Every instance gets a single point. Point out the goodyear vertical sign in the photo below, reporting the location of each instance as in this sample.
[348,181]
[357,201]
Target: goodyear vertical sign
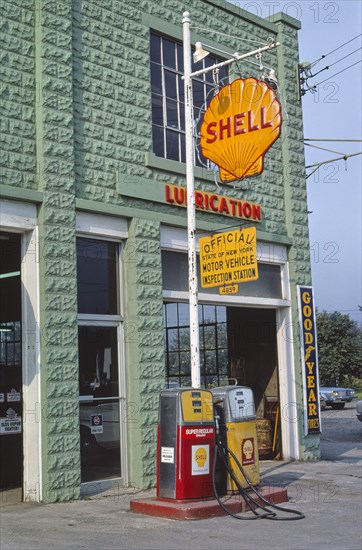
[309,359]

AIM OF THE EXERCISE
Present every line of the items above as a Markdown table with the columns "Row" and "Line", numbering the rows and skipping blank lines. Leave the pictures out of the answer.

COMPLETED EXERCISE
| Row | Line |
|---|---|
| 1 | Every instance gets a single point. Point out the goodyear vertical sign in the photo below, reporting the location of each instance as in this sample. |
| 2 | [348,181] |
| 3 | [357,201] |
| 4 | Target: goodyear vertical sign |
| 5 | [309,359] |